*Work item*. Each entry below is to be written out exactly, and the pictures are to be left out.

Point localization data:
_____
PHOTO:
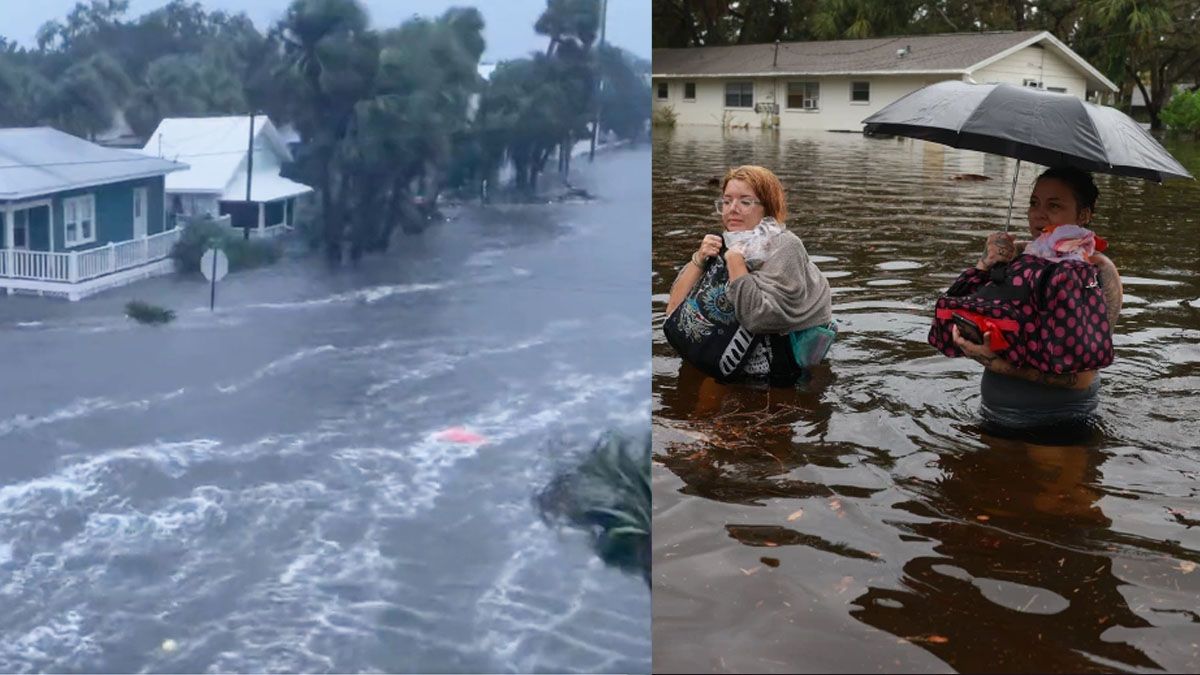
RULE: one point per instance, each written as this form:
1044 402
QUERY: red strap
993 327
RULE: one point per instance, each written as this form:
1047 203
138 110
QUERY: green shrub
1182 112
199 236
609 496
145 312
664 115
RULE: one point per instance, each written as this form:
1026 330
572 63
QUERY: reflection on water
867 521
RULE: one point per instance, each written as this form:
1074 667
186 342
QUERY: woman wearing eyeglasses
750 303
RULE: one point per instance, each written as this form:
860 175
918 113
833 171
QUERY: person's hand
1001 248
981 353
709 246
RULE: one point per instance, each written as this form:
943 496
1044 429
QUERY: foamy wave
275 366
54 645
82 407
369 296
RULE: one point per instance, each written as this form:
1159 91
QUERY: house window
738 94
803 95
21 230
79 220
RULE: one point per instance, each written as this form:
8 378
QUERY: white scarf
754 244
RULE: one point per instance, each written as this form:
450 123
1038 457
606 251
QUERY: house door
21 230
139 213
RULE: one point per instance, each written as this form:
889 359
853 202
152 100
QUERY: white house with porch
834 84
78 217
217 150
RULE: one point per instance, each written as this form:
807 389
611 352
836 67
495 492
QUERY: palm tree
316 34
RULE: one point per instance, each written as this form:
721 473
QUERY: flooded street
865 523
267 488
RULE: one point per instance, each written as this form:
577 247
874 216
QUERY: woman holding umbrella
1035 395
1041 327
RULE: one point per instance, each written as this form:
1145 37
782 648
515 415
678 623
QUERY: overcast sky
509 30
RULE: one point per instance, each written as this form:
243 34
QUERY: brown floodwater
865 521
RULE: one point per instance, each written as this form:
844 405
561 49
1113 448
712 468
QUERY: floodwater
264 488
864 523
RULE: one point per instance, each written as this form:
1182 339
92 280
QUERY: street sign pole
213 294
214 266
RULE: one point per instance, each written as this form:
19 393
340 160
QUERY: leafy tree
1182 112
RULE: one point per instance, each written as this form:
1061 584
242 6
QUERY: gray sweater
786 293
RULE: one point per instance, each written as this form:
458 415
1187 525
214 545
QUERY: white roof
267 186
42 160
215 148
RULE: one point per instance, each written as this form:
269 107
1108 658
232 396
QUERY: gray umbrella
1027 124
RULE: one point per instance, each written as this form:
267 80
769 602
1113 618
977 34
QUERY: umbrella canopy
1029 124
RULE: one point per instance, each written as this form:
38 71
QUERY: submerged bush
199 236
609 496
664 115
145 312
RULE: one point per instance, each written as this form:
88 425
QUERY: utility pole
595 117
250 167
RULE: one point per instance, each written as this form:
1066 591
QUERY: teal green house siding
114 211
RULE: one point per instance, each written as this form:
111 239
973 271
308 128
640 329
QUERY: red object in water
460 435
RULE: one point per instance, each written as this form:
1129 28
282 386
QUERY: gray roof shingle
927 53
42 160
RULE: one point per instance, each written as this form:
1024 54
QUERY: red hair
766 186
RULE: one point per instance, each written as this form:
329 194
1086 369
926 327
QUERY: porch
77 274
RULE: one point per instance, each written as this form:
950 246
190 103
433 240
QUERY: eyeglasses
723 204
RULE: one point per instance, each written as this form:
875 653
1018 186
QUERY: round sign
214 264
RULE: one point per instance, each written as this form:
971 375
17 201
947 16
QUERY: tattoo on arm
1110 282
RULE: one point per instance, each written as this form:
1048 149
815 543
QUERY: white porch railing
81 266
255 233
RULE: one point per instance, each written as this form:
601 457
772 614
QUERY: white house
_____
*Solved problem*.
PHOTO:
RULE: one point per instance, each written as this form:
1044 402
QUERY: red strap
993 327
RULE: one point per instance, each written as this form:
1047 203
138 110
QUERY: green shrub
1182 112
199 236
609 496
145 312
664 115
RULE: one point per instance, each written as this form:
1026 330
572 63
QUERY: reflection on water
867 521
RULE: one point per instance, each written as this form:
1074 667
186 342
QUERY: woman wearing eyeglasses
750 303
RULE: one point per instance, each written as this form:
860 175
918 113
833 171
QUERY: person's hand
1001 248
981 353
709 246
RULE: one point per instance, each written as this form:
943 496
1044 429
QUERY: foamy wave
275 366
54 645
82 407
369 296
RULE: one point per instance, each written as this form:
1159 91
QUERY: house window
738 94
803 95
21 230
79 220
RULE: one point per instance, each written as this form:
8 378
QUERY: white scarf
754 244
RULE: one point per instance, each written as this form:
450 123
1038 457
606 251
QUERY: house door
21 230
139 213
RULE: one point per instance, each written as this form:
889 359
853 202
152 100
QUERY: white house with porch
834 84
78 217
217 150
RULE: one point per instance, each written as this form:
807 389
611 352
836 67
495 492
QUERY: palm tree
316 34
RULE: one point per instance, each written as this form:
721 473
QUERY: flooded street
865 523
267 488
RULE: one point per instance, each written as this form:
577 247
874 216
QUERY: woman holding umbrella
1035 395
1041 327
RULE: one point per instance, each written as this form:
1145 37
782 648
515 415
678 623
QUERY: overcast sky
509 30
RULE: one point per instance, each written as this form:
243 34
QUERY: brown floodwater
865 521
RULE: one point per instance, each written as this form:
844 405
561 49
1113 448
712 468
QUERY: floodwater
264 488
864 523
RULE: one point per instance, each written as this form:
1182 339
92 280
QUERY: street sign pole
213 294
214 266
RULE: one point per instance, each written as this form:
19 393
340 160
QUERY: leafy tree
1182 112
RULE: one point per instance, each written as this form:
1061 584
242 6
QUERY: gray sweater
786 293
RULE: one point per instance, each written as this form:
458 415
1187 525
214 545
QUERY: white roof
267 186
42 160
215 148
RULE: one point per instance, each written as this form:
269 107
1108 658
232 396
QUERY: gray umbrella
1027 124
RULE: one point per instance, each written as this form:
267 80
769 602
1113 618
977 34
QUERY: umbrella canopy
1029 124
RULE: one point per instance, each written as this form:
38 71
QUERY: submerged bush
199 236
609 496
664 115
145 312
RULE: one point per instance, each written as this form:
88 425
QUERY: utility pole
595 117
250 167
RULE: one point per instance, each written as this form:
1066 591
QUERY: teal green house siding
114 211
RULE: one point per instance, each written as this form:
111 239
973 271
308 128
640 329
QUERY: red object in water
460 435
RULE: one point per instance, each written as this form:
1129 28
282 386
QUERY: gray roof shingle
927 53
42 160
RULE: one point per instance, each written as this form:
1024 54
QUERY: red hair
766 186
RULE: one point per instance, each written as this form:
329 194
1086 369
926 327
QUERY: porch
77 274
RULE: one point per instance, each written as this form:
950 246
190 103
433 240
QUERY: eyeglasses
723 204
RULE: one point per instance, each written as this form:
875 653
1018 186
QUERY: round sign
214 264
RULE: one point per instance, each written as this form:
971 375
17 201
947 16
QUERY: tattoo on arm
1110 282
RULE: one point per instance, each written as this form:
1048 149
815 543
QUERY: white porch railing
81 266
255 233
RULE: one point per instance, each written as this form:
601 457
772 614
QUERY: white house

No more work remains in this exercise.